## TASK BRIEF
Starting with the line that contains "A point falls on each instance of the shirt" and ending with the last line of the entries, repeat exactly those lines and nothing else, pictures excluded.

··· EXTRACTED INFORMATION ···

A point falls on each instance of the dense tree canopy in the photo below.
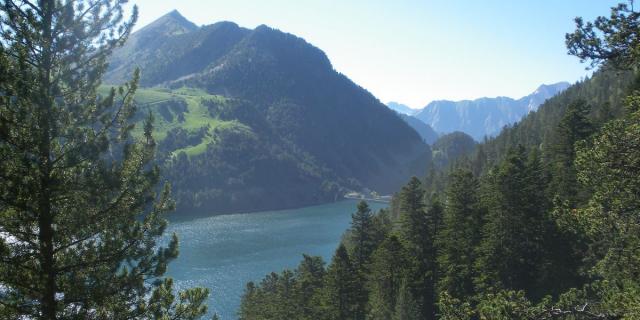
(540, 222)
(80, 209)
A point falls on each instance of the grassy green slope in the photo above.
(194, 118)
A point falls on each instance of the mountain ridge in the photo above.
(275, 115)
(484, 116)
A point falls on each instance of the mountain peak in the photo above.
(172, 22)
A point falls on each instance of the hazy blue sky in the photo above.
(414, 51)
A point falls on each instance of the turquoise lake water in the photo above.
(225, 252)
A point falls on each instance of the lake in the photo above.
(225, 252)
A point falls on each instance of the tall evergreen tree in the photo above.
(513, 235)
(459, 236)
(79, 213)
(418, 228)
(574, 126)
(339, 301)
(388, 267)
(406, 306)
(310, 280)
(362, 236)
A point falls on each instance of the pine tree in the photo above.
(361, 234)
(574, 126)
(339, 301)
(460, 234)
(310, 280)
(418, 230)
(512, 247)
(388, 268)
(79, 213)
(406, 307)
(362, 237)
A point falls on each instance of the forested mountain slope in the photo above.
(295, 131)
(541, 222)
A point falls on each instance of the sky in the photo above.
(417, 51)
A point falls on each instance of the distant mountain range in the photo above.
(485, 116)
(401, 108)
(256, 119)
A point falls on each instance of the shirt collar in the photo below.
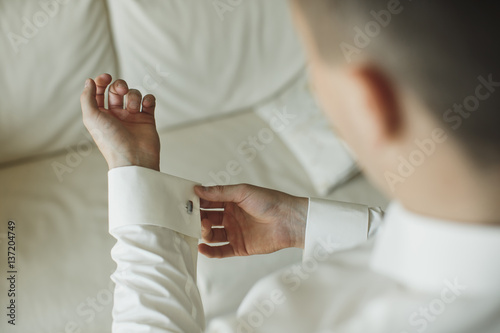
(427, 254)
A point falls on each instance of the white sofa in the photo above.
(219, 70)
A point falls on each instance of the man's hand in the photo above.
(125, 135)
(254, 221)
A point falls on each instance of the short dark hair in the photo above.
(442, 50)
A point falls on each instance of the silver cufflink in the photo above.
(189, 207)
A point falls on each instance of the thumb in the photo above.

···

## EXERCISE RESPONSE
A point falls on each instance of the shirt collar in the photo below.
(427, 254)
A point falls on each instance of the white sofa in the photo above.
(219, 70)
A point falls on each instance of the man's hand in the photo above.
(125, 135)
(254, 221)
A point falls on each instance of the short dark hair in the photo above.
(442, 50)
A point falls on each instance of the silver cufflink in the photo above.
(189, 207)
A point falls on each instance of the thumb in the photo above.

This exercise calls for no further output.